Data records
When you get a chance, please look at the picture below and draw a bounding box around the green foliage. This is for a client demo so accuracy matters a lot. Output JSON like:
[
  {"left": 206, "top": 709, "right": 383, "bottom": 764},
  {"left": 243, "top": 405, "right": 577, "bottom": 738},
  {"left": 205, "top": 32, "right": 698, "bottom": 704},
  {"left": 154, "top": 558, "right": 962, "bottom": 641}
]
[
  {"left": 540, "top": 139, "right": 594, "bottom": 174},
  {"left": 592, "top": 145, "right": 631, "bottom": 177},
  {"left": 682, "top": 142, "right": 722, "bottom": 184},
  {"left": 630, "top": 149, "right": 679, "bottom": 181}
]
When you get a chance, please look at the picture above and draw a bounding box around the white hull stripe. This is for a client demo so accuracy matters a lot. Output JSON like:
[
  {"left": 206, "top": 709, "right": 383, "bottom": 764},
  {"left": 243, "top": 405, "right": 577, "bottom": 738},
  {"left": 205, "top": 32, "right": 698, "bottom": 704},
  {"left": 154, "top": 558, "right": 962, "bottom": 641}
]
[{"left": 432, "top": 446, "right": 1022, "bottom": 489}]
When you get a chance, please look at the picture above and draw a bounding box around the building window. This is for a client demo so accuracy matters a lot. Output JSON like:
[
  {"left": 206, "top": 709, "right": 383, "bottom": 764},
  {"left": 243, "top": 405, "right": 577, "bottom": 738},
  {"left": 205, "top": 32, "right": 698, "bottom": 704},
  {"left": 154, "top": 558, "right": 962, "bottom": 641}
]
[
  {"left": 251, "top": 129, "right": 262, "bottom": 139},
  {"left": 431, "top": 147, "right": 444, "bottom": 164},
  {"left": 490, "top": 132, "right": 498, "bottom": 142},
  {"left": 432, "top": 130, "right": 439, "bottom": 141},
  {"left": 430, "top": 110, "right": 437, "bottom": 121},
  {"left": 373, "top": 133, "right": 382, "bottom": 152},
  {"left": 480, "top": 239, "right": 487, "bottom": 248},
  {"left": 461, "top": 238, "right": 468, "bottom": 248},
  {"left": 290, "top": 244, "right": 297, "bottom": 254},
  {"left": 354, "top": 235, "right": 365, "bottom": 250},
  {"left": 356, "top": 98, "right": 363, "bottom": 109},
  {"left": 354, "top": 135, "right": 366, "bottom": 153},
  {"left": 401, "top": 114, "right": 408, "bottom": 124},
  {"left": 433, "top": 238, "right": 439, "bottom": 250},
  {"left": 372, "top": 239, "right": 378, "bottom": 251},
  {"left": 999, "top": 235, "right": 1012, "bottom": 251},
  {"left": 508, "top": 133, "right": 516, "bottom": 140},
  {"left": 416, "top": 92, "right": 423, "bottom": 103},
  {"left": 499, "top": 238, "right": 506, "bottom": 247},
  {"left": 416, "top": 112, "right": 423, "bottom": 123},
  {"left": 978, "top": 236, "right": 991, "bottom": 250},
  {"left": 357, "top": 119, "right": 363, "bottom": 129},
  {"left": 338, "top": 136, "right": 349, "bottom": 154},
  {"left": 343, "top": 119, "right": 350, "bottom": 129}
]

### INSTRUCTIONS FOR THE TASK
Would you transcribe every entry exactly?

### ANSWER TO THIS TASK
When you get a chance, please look at the picture below and draw a bounding box around the green foliage. This is for a client demo so accuracy matters a lot. Output JSON like:
[
  {"left": 206, "top": 709, "right": 383, "bottom": 764},
  {"left": 243, "top": 405, "right": 577, "bottom": 738},
  {"left": 205, "top": 32, "right": 698, "bottom": 704},
  {"left": 154, "top": 558, "right": 962, "bottom": 641}
]
[
  {"left": 540, "top": 139, "right": 594, "bottom": 174},
  {"left": 592, "top": 145, "right": 631, "bottom": 177},
  {"left": 682, "top": 142, "right": 722, "bottom": 184},
  {"left": 630, "top": 149, "right": 679, "bottom": 181}
]
When you get a chance, please look at the picture above and draw a bounding box around the white hull stripe. This is for a client demo so accuracy matters a lot. Output JSON like:
[
  {"left": 206, "top": 709, "right": 383, "bottom": 764},
  {"left": 243, "top": 405, "right": 577, "bottom": 738},
  {"left": 205, "top": 32, "right": 698, "bottom": 704},
  {"left": 154, "top": 558, "right": 962, "bottom": 641}
]
[{"left": 432, "top": 446, "right": 1022, "bottom": 489}]
When you get a chance, please look at the picture above and draw a bounding box around the building window. This is for a client demo so accuracy matters a lot. Output JSON like:
[
  {"left": 206, "top": 709, "right": 383, "bottom": 764},
  {"left": 243, "top": 405, "right": 577, "bottom": 738},
  {"left": 205, "top": 32, "right": 698, "bottom": 704},
  {"left": 154, "top": 558, "right": 962, "bottom": 641}
]
[
  {"left": 251, "top": 129, "right": 262, "bottom": 139},
  {"left": 431, "top": 147, "right": 444, "bottom": 164},
  {"left": 490, "top": 132, "right": 498, "bottom": 142},
  {"left": 432, "top": 130, "right": 439, "bottom": 141},
  {"left": 430, "top": 110, "right": 437, "bottom": 121},
  {"left": 373, "top": 133, "right": 382, "bottom": 152},
  {"left": 480, "top": 239, "right": 487, "bottom": 248},
  {"left": 461, "top": 238, "right": 468, "bottom": 248},
  {"left": 290, "top": 244, "right": 297, "bottom": 254},
  {"left": 354, "top": 235, "right": 365, "bottom": 250},
  {"left": 356, "top": 98, "right": 363, "bottom": 109},
  {"left": 354, "top": 135, "right": 366, "bottom": 153},
  {"left": 401, "top": 114, "right": 408, "bottom": 124},
  {"left": 433, "top": 238, "right": 439, "bottom": 250},
  {"left": 372, "top": 239, "right": 378, "bottom": 251},
  {"left": 999, "top": 235, "right": 1012, "bottom": 251},
  {"left": 508, "top": 133, "right": 516, "bottom": 140},
  {"left": 416, "top": 92, "right": 423, "bottom": 103},
  {"left": 499, "top": 238, "right": 506, "bottom": 247},
  {"left": 416, "top": 112, "right": 423, "bottom": 123},
  {"left": 978, "top": 236, "right": 991, "bottom": 250},
  {"left": 357, "top": 119, "right": 363, "bottom": 129},
  {"left": 338, "top": 136, "right": 349, "bottom": 154},
  {"left": 343, "top": 119, "right": 350, "bottom": 129}
]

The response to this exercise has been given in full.